◆ Document passage ◆

University Strikes for Climate will take place in Prague, Brno, and Olomouc over the next seven days. The student protests will draw attention to the high cost of living and unaffordable housing, contrasted with the profits of fossil fuel billionaires, the organisers told journalists yesterday.
The week-long event began yesterday afternoon with lectures and debates at Palacky University in Olomouc.
On Sunday, 17 November, there will be a protest march in Prague entitled ‘The End of Oligarchy in Bohemia’, said representatives of the Universities for Climate initiative.
From 18-20 November, the strike will take the form of a series of thematic lectures, discussions and workshops in Brno, culminating in a march through the city centre on Wednesday.
Topics of the lectures will include the relationship between the climate and housing crises, and energy poverty.
“This year we will be more on the streets than in the faculties,” said Lucie Polakova, spokeswoman for the initiative. “We will be more vocal than in previous years because our demands have not been heard. It bothers us that in our country it is more important to turn tons of coal into billions of crowns than to ensure a dignified and healthy life for us and our children.”
According to the students, social reality is far from the ideals of equality and democracy that are celebrated on 17 November. “Universities for Climate appeals to the public and powerful individuals through protest action to realise that these ideals are not accessible through the current system,” said Matej Dlab, from the initiative.

Natural language region descriptions
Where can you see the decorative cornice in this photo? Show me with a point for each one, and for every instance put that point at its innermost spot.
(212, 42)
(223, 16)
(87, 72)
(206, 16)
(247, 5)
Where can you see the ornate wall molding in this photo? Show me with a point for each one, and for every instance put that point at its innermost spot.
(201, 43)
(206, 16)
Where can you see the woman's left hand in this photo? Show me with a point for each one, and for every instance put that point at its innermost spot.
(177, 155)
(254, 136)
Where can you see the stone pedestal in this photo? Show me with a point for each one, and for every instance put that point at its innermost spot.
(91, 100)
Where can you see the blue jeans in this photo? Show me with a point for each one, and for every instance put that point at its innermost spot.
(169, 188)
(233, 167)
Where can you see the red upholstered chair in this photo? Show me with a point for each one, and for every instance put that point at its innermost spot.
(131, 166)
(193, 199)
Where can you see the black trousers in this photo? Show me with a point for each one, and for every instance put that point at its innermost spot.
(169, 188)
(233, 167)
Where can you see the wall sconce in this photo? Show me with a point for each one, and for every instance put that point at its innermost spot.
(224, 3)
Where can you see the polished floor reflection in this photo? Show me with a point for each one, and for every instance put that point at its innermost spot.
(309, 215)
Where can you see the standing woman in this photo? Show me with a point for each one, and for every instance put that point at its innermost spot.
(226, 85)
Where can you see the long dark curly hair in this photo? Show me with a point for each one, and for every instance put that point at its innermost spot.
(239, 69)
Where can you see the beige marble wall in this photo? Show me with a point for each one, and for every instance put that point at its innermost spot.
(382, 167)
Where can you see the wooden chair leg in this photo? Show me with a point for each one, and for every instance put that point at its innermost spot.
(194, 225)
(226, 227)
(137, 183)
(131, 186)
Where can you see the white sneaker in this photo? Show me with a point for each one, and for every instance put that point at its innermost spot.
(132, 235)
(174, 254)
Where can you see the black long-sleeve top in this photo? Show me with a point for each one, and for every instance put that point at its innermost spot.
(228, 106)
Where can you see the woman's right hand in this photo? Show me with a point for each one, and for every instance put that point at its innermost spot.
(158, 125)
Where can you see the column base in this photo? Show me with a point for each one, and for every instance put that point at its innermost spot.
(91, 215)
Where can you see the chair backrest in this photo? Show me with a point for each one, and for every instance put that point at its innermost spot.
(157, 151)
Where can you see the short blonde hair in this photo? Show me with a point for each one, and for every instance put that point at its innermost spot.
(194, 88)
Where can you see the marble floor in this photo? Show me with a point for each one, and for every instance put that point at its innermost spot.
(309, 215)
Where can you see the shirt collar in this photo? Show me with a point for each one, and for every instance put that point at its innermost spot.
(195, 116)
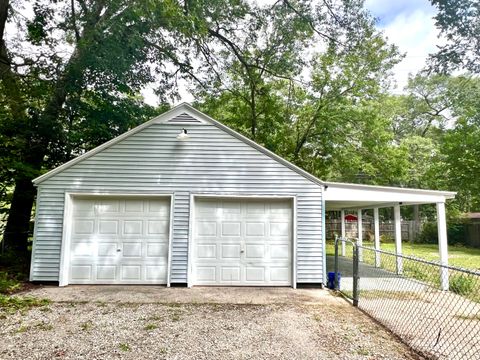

◆ Problem to work on ◆
Continue the news article on the University Strikes for Climate from the point where it stops.

◆ Result ◆
The students argue that a handful of billionaires are influencing the political direction of the Czech Republic to their benefit, and to the detriment of the rest of the population. In their statement, they call for an end to the oligarchy in which a few businessmen are getting rich by destroying the environment.
In a statement on the university strike, the movement says the current climate situation is symptomatic of a deeper problem, and that the current economic system based on unlimited growth on a planet with limited resources is to blame for today’s crisis.
Universities for Climate is a student movement that started in 2019 in response to the high school Fridays for Future initiative, sparked by Swedish activist Greta Thunberg. This will be the fourth time students have protested with a climate strike, after the movement organised previous strikes in 2019, 2022 and 2023.
One of the most important pillars of the movement is the concept of climate justice. Not everyone contributes equally to climate change, and it affects everyone differently. According to the movement, the consequences of the climate crisis are felt most by those who contribute the least.